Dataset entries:
--------------------------------------------------
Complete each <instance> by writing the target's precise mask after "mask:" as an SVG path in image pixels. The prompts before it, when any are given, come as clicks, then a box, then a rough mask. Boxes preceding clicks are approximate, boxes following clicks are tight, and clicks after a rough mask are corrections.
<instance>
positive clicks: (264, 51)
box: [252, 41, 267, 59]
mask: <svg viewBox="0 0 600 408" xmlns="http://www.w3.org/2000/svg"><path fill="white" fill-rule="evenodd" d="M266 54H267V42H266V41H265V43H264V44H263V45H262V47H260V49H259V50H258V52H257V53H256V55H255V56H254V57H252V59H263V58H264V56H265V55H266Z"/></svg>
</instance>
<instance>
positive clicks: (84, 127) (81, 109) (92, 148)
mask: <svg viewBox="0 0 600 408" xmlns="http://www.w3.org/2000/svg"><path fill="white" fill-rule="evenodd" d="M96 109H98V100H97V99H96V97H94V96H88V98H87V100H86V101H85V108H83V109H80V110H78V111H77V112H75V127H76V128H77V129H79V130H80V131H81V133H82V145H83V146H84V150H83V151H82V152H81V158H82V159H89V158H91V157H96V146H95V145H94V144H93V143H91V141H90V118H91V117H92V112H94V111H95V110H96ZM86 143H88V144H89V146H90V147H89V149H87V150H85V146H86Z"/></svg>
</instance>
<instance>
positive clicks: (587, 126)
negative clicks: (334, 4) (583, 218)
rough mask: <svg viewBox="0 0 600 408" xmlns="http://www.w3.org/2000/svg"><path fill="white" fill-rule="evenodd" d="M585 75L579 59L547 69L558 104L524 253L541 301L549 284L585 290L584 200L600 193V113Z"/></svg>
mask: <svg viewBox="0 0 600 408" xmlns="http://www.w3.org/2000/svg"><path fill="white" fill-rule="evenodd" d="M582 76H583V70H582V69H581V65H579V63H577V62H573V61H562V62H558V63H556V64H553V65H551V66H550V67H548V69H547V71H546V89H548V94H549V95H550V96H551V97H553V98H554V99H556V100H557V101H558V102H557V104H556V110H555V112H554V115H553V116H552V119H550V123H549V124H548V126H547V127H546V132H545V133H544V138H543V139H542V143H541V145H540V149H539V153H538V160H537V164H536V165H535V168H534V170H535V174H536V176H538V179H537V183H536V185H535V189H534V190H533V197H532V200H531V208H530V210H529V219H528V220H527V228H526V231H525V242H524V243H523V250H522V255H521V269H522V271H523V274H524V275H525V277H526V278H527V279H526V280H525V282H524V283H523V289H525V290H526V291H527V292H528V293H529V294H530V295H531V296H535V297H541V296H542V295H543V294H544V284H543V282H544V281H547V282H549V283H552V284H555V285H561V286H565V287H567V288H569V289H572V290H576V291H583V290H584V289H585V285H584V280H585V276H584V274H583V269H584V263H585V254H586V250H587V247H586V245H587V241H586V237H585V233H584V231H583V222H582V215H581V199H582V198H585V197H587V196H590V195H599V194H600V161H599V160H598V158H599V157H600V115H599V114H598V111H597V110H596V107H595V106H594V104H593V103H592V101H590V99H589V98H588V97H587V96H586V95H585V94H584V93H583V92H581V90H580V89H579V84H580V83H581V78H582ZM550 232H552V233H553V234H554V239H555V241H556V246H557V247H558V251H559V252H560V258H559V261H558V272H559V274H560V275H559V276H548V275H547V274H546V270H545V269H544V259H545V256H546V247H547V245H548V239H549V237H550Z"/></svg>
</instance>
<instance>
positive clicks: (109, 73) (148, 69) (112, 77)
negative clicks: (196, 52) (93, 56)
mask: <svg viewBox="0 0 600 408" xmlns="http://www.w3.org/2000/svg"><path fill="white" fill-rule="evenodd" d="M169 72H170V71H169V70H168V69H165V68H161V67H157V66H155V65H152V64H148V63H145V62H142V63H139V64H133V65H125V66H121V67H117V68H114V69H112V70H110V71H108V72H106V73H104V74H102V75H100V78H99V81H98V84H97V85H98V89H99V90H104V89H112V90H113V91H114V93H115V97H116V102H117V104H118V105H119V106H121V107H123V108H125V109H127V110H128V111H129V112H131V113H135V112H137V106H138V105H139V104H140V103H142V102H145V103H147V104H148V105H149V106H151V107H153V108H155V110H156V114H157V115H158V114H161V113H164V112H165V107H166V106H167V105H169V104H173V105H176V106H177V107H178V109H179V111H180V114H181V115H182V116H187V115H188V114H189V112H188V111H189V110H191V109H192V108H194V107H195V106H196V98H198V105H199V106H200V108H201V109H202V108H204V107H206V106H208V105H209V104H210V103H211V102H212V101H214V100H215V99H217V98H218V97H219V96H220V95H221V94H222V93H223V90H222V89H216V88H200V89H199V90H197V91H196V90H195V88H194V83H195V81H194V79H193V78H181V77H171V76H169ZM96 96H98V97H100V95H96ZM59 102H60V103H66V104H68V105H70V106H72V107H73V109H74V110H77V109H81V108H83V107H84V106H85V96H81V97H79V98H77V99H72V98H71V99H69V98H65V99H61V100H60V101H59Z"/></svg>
--------------------------------------------------
#### [The task]
Return the data exactly, every line included.

#### [Expected answer]
Complete each <instance> by writing the target's precise mask after "mask:" as an SVG path in image pixels. The prompts before it, when any are given, come as clicks, then a box, then a rough mask. Boxes preceding clicks are approximate, boxes following clicks are tight, and clicks after a rough mask are corrections.
<instance>
positive clicks: (264, 51)
box: [252, 41, 267, 59]
mask: <svg viewBox="0 0 600 408" xmlns="http://www.w3.org/2000/svg"><path fill="white" fill-rule="evenodd" d="M266 54H267V42H266V41H265V43H264V44H263V45H262V47H260V49H259V50H258V52H257V53H256V55H255V56H254V57H252V59H263V58H264V56H265V55H266Z"/></svg>
</instance>
<instance>
positive clicks: (84, 127) (81, 109) (92, 148)
mask: <svg viewBox="0 0 600 408" xmlns="http://www.w3.org/2000/svg"><path fill="white" fill-rule="evenodd" d="M96 109H98V100H97V99H96V97H94V96H88V98H87V100H86V101H85V108H83V109H80V110H78V111H77V112H75V127H76V128H77V129H79V130H80V131H81V133H82V145H83V146H84V150H83V151H82V152H81V158H82V159H89V158H91V157H96V146H95V145H94V144H93V143H91V141H90V118H91V117H92V112H94V111H95V110H96ZM86 143H88V144H89V146H90V147H89V149H87V150H85V146H86Z"/></svg>
</instance>
<instance>
positive clicks: (587, 126)
negative clicks: (334, 4) (583, 218)
rough mask: <svg viewBox="0 0 600 408" xmlns="http://www.w3.org/2000/svg"><path fill="white" fill-rule="evenodd" d="M585 75L579 59L547 69L558 104L524 253L541 301L549 284L585 290L584 200L600 193V113Z"/></svg>
mask: <svg viewBox="0 0 600 408" xmlns="http://www.w3.org/2000/svg"><path fill="white" fill-rule="evenodd" d="M582 76H583V70H582V69H581V65H579V63H577V62H573V61H562V62H558V63H556V64H553V65H551V66H550V67H548V69H547V71H546V89H548V94H549V95H550V96H551V97H553V98H554V99H556V100H557V101H558V102H557V104H556V110H555V112H554V115H553V116H552V119H550V123H549V124H548V126H547V127H546V132H545V133H544V138H543V139H542V143H541V145H540V149H539V153H538V160H537V164H536V165H535V168H534V170H535V174H536V176H538V179H537V183H536V185H535V189H534V190H533V197H532V200H531V208H530V210H529V219H528V220H527V228H526V231H525V242H524V243H523V250H522V255H521V269H522V271H523V274H524V275H525V277H526V278H527V279H526V280H525V282H524V283H523V289H525V290H526V291H527V292H528V293H529V294H530V295H531V296H535V297H541V296H542V295H543V294H544V284H543V282H544V281H547V282H549V283H552V284H555V285H561V286H565V287H567V288H569V289H572V290H576V291H583V290H584V289H585V285H584V280H585V276H584V274H583V269H584V263H585V254H586V250H587V247H586V245H587V241H586V237H585V233H584V231H583V222H582V215H581V199H582V198H585V197H587V196H590V195H599V194H600V161H599V160H598V158H599V157H600V115H599V114H598V111H597V110H596V107H595V106H594V104H593V103H592V101H590V99H589V98H588V97H587V96H586V95H585V94H584V93H583V92H581V90H580V89H579V84H580V83H581V78H582ZM550 232H552V233H553V234H554V239H555V241H556V246H557V247H558V251H559V252H560V258H559V261H558V272H559V274H560V275H559V276H548V275H547V274H546V270H545V269H544V259H545V256H546V247H547V245H548V239H549V237H550Z"/></svg>
</instance>
<instance>
positive clicks: (109, 73) (148, 69) (112, 77)
negative clicks: (196, 52) (93, 56)
mask: <svg viewBox="0 0 600 408" xmlns="http://www.w3.org/2000/svg"><path fill="white" fill-rule="evenodd" d="M169 72H170V71H169V70H168V69H165V68H161V67H157V66H155V65H152V64H148V63H145V62H142V63H139V64H133V65H125V66H121V67H117V68H114V69H112V70H110V71H108V72H106V73H104V74H102V75H100V78H99V81H98V84H97V85H98V89H99V90H104V89H112V90H113V91H114V93H115V97H116V102H117V104H118V105H119V106H121V107H123V108H125V109H127V110H128V111H129V112H131V113H135V112H137V106H138V105H139V104H140V103H142V102H145V103H147V104H148V105H149V106H151V107H153V108H155V110H156V114H157V115H158V114H161V113H164V112H165V107H166V106H167V105H169V104H173V105H176V106H177V107H178V109H179V111H180V114H181V115H182V116H187V115H188V114H189V112H188V111H189V110H191V109H192V108H194V107H195V106H196V98H198V105H199V106H200V108H201V109H202V108H204V107H206V106H208V105H209V104H210V103H211V102H212V101H214V100H215V99H217V98H218V97H219V96H220V95H221V94H222V93H223V90H222V89H216V88H200V89H199V90H197V91H196V90H195V88H194V83H195V81H194V79H193V78H181V77H171V76H169ZM96 96H98V97H100V95H96ZM59 102H60V103H66V104H68V105H70V106H72V107H73V109H74V110H77V109H81V108H83V107H84V106H85V96H81V97H79V98H77V99H72V98H71V99H69V98H65V99H61V100H60V101H59Z"/></svg>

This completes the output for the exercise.